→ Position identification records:
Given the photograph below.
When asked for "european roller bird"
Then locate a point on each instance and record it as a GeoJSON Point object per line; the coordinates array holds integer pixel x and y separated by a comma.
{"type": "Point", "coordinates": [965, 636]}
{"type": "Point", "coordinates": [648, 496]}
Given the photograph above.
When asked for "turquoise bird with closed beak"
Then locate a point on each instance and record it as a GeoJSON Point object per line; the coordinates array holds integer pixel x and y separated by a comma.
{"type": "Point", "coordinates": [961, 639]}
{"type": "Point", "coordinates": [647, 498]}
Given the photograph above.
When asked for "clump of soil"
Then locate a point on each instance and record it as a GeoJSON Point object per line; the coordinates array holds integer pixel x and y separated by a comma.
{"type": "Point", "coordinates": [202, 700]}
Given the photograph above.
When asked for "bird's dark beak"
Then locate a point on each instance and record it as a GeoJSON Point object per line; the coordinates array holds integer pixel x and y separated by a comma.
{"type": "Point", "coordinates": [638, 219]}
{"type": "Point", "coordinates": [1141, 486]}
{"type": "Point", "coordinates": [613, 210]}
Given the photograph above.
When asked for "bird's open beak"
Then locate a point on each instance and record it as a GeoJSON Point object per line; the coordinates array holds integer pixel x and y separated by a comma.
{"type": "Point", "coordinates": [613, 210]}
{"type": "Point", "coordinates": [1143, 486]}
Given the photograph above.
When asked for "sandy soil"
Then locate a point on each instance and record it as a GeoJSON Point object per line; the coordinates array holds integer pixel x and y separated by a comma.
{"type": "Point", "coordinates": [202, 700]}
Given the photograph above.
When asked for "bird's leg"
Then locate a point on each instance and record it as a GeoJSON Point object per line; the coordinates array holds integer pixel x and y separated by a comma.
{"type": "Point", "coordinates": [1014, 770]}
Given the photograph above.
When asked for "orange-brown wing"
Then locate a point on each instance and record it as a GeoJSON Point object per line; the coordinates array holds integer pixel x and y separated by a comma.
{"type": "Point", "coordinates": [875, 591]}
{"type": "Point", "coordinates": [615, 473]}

→ What needs to be done:
Each record above should be returned exactly as it appears.

→ Output for this task:
Given the photograph below.
When asked for "european roller bird"
Then locate a point on each instance and record it as a GeoJSON Point object per line; the coordinates array holds integer pixel x and y separated by a comma.
{"type": "Point", "coordinates": [965, 636]}
{"type": "Point", "coordinates": [648, 496]}
Given the photograph above.
When asked for "turquoise bird with closed beak"
Then locate a point on each instance and record it as a GeoJSON Point object per line; the coordinates array holds integer pixel x and y separated by a comma.
{"type": "Point", "coordinates": [961, 639]}
{"type": "Point", "coordinates": [647, 498]}
Given the photograph above.
When asked for "clump of soil"
Then locate a point on each instance and record it as a GeoJSON Point object per line; the coordinates array holds integer pixel x and y separated by a comma.
{"type": "Point", "coordinates": [202, 700]}
Given the photograph above.
When asked for "bird's dark beak"
Then locate a point on each instance and record it as a GeoJSON Point object per line; the coordinates array holds integer pixel x and y separated by a comma.
{"type": "Point", "coordinates": [638, 219]}
{"type": "Point", "coordinates": [1141, 486]}
{"type": "Point", "coordinates": [613, 210]}
Given the photograph above.
When asked for "bird's open beak"
Then locate a point on each instance and record it as a GeoJSON Point object per line; the coordinates array holds integer pixel x and y separated by a comma.
{"type": "Point", "coordinates": [613, 210]}
{"type": "Point", "coordinates": [1143, 486]}
Given the photograph above.
When asked for "sandy soil"
Then locate a point on each instance and record it as a GeoJSON Point object per line; the coordinates array holds integer pixel x and y separated by a comma.
{"type": "Point", "coordinates": [202, 700]}
Given the photograph above.
When asked for "bird's leg"
Then locate a point on each instance and record it as a GeoJSON Point object per line; the coordinates array holds integer pixel x and y separated by a comma.
{"type": "Point", "coordinates": [1014, 770]}
Given the photograph above.
When asked for "orange-brown wing"
Then locate a point on each instance and record it as a GeoJSON Point object per line; the coordinates array holds integer pixel x and y separated by a comma.
{"type": "Point", "coordinates": [875, 591]}
{"type": "Point", "coordinates": [615, 473]}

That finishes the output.